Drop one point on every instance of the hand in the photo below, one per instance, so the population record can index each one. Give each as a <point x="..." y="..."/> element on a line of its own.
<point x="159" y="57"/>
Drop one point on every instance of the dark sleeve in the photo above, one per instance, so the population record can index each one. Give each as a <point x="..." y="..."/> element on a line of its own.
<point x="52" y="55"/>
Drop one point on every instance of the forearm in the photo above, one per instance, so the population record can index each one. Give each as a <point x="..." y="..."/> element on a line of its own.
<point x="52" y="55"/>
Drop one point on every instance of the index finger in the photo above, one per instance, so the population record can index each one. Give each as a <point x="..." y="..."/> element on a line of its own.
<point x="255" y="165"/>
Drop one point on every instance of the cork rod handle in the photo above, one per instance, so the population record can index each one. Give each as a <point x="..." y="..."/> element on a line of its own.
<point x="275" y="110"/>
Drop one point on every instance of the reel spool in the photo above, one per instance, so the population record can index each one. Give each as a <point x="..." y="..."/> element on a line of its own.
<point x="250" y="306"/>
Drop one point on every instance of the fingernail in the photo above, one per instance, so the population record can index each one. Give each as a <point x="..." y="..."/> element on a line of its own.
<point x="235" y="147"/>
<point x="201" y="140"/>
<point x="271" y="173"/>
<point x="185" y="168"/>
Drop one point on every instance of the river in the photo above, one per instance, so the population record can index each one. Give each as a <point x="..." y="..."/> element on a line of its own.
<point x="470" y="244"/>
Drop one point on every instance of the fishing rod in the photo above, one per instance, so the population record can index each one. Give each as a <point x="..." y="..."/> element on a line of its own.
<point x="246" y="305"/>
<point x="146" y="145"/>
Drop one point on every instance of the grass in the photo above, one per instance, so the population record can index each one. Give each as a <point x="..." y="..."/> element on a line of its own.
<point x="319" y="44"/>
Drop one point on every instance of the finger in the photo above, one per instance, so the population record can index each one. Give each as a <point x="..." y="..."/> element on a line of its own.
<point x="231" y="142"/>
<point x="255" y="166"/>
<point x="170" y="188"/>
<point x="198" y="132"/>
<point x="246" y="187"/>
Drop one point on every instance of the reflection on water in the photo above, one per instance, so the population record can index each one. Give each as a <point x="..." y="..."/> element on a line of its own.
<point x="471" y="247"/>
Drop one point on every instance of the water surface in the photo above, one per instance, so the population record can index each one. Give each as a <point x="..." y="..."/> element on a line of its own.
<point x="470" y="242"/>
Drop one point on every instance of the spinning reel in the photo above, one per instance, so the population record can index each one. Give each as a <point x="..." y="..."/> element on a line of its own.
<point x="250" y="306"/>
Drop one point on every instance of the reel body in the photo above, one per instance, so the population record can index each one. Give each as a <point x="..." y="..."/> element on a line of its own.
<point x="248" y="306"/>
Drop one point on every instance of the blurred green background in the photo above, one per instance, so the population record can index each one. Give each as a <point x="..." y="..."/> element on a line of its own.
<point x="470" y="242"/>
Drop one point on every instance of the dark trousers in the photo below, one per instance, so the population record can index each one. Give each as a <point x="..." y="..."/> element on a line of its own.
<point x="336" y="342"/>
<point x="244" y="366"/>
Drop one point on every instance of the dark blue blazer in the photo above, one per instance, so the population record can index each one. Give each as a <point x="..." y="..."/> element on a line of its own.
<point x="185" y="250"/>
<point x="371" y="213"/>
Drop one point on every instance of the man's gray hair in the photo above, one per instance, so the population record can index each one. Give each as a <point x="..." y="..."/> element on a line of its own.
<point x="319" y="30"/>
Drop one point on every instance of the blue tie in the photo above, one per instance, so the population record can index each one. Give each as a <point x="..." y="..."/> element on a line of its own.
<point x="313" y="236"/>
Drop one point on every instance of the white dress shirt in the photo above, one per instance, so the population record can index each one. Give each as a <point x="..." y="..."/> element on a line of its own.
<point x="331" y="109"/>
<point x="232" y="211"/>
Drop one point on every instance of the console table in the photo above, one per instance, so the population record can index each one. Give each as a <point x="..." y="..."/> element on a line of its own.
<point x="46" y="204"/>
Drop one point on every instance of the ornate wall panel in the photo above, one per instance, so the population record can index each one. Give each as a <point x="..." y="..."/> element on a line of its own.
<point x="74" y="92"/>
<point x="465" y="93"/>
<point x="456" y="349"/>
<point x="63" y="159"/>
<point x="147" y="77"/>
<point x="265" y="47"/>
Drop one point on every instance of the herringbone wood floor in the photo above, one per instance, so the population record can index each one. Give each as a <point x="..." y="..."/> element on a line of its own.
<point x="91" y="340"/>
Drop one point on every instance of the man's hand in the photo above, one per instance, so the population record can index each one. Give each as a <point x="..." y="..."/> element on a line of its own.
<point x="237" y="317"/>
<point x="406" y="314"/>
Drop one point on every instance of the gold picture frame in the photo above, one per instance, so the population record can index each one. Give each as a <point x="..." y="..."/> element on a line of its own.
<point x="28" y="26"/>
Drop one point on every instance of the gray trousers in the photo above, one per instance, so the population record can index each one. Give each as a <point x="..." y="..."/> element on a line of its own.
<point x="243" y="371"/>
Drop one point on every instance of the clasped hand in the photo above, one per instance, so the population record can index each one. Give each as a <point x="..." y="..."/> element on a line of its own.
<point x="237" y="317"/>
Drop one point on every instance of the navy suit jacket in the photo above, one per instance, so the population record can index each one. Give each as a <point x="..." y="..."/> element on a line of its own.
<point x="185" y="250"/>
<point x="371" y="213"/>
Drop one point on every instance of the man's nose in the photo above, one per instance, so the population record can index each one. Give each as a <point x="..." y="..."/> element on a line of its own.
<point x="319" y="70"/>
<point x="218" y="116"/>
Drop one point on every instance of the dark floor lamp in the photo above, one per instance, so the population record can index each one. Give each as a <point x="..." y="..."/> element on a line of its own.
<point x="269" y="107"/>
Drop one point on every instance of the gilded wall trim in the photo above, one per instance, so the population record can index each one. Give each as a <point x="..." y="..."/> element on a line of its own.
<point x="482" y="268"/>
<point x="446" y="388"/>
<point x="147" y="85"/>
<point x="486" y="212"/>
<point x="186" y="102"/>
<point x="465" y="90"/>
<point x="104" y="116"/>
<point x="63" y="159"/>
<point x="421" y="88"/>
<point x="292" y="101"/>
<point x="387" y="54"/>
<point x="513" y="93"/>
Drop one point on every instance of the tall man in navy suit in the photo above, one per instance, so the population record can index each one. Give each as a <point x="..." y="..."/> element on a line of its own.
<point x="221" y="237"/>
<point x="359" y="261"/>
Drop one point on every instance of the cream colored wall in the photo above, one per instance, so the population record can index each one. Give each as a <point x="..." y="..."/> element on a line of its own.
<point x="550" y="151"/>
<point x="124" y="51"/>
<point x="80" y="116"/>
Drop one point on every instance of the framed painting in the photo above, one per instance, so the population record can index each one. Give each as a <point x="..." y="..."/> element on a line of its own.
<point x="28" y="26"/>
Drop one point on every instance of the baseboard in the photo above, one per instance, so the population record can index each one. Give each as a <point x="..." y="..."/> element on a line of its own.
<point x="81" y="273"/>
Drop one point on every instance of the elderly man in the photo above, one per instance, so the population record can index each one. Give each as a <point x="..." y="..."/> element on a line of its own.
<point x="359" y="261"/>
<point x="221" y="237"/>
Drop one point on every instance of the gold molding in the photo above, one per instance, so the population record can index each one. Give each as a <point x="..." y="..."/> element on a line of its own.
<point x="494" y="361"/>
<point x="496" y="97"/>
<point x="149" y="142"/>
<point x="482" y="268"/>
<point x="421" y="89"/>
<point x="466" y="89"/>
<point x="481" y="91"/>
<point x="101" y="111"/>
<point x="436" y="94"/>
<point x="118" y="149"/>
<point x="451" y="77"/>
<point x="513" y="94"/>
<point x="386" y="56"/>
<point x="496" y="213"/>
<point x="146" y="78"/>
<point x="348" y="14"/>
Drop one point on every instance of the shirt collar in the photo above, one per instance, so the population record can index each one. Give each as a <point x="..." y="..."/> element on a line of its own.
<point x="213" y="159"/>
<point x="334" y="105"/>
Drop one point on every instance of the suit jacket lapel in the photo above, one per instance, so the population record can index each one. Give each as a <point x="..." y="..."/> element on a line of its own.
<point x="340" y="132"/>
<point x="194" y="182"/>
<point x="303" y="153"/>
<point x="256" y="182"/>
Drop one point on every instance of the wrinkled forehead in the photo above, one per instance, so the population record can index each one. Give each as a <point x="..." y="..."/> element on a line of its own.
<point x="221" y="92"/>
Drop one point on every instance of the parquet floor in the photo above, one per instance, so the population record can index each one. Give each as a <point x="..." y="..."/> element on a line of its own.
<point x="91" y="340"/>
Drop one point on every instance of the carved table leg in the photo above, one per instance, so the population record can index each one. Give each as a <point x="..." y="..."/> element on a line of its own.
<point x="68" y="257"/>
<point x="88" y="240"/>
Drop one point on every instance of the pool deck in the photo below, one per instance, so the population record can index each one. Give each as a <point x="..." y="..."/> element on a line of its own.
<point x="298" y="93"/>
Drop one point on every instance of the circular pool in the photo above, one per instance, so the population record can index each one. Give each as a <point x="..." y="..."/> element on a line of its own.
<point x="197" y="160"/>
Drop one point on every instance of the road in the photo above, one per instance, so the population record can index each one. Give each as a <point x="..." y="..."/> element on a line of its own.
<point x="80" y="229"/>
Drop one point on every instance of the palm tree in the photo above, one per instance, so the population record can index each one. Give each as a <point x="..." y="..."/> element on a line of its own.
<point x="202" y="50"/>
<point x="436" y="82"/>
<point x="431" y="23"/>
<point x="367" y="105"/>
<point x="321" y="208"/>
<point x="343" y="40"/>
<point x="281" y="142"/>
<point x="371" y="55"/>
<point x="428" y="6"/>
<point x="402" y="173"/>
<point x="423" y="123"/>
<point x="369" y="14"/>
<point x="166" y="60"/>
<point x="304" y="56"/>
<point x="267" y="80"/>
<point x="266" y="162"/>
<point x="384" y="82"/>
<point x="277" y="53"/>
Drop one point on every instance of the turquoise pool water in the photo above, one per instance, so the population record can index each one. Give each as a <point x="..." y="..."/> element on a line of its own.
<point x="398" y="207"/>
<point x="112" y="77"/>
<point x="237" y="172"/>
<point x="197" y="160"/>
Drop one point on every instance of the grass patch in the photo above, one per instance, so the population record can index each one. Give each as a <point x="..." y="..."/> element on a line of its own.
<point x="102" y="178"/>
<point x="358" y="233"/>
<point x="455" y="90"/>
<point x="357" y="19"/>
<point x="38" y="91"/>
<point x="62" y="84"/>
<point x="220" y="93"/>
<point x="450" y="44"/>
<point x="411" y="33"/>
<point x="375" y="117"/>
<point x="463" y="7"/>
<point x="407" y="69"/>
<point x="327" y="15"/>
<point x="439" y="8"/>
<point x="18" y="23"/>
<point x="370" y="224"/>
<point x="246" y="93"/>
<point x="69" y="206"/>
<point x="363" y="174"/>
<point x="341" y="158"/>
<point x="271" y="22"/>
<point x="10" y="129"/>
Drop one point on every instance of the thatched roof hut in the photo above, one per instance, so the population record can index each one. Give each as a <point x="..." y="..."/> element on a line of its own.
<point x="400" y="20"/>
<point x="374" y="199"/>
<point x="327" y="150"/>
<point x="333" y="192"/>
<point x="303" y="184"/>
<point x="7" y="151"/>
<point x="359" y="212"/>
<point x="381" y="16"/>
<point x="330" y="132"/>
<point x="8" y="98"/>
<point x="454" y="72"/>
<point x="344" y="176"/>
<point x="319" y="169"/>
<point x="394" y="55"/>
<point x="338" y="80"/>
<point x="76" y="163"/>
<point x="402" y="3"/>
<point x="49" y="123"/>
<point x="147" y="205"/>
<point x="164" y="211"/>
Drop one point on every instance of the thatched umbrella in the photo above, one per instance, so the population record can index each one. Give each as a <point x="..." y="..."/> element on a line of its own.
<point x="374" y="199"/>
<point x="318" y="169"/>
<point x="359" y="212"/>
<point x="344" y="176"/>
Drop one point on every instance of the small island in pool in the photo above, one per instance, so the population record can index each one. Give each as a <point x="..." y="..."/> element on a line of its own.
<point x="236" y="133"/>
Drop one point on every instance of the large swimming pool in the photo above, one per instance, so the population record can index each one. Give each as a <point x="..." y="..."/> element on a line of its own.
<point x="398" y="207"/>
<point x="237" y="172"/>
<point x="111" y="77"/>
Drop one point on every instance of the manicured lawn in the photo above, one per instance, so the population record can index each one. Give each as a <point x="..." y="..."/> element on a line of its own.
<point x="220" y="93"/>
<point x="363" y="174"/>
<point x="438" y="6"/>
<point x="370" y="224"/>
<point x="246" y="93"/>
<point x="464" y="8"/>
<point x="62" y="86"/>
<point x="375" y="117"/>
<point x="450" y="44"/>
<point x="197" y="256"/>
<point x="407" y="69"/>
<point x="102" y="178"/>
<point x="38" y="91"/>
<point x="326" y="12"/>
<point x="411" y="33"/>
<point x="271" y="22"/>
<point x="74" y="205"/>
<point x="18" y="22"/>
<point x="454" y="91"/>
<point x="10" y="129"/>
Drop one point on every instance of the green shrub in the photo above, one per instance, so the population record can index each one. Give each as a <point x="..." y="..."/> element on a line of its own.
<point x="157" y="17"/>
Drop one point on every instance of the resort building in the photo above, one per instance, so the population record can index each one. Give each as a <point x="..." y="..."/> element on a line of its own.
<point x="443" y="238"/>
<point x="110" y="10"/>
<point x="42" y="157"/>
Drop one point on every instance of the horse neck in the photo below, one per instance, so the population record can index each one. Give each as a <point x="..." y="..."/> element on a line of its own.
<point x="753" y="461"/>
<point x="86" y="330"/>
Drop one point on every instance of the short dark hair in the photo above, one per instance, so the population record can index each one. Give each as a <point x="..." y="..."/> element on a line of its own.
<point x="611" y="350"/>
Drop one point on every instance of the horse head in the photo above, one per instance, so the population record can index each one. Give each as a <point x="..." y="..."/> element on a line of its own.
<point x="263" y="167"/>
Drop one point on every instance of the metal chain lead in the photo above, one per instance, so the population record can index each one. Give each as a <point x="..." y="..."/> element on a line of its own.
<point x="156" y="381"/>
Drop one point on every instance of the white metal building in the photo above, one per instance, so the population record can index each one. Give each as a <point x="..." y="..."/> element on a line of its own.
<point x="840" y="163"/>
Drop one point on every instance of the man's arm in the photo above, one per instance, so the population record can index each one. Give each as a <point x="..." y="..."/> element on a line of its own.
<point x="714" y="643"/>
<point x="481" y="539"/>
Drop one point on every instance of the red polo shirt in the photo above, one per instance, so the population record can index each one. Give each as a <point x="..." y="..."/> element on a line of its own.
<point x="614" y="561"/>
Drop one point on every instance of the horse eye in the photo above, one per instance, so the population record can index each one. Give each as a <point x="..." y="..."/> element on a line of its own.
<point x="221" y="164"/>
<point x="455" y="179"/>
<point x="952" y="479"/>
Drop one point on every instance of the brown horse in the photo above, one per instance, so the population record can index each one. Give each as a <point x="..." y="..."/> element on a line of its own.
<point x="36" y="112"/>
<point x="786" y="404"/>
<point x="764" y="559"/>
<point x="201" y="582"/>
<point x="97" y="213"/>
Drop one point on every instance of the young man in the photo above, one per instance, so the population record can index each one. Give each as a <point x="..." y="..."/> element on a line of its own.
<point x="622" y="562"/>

====

- Exercise aim: Exact copies of the lines from the one containing "Drop one point on every instance of the white metal" through the end of the listing, both included, are the only thing wanted.

- Expected output:
Drop one point on every instance of the white metal building in the photo above, one per instance, so the population record can index each one. Give each as a <point x="..." y="..."/> element on a line of its own.
<point x="840" y="163"/>
Drop one point on every instance of the man's arm in the photo above, one per instance, so the population record can index each one. Give each as a <point x="..." y="..."/> element on a line of its own.
<point x="714" y="643"/>
<point x="481" y="539"/>
Drop one point on every instance of the red polo shirt in the photo above, one per instance, so the population record can index each one. Give each as a <point x="..." y="..."/> element on a line of its own.
<point x="614" y="561"/>
Drop one point on every instance of the horse eye in the photo above, one per instance, so the population record can index each one. Give each as a <point x="..." y="..."/> element on a line of its own.
<point x="221" y="164"/>
<point x="455" y="179"/>
<point x="952" y="479"/>
Drop one point on every instance of the brown horse in the photo above, one per instance, so the population record can index each one. Give each as a <point x="..." y="..."/> element on a line of its own.
<point x="36" y="112"/>
<point x="786" y="404"/>
<point x="764" y="559"/>
<point x="201" y="582"/>
<point x="97" y="213"/>
Drop one point on every instance of the young man in the photo above, one per instance, so the population record can index each one. Give each as a <point x="..." y="..."/> element on a line of its own.
<point x="622" y="562"/>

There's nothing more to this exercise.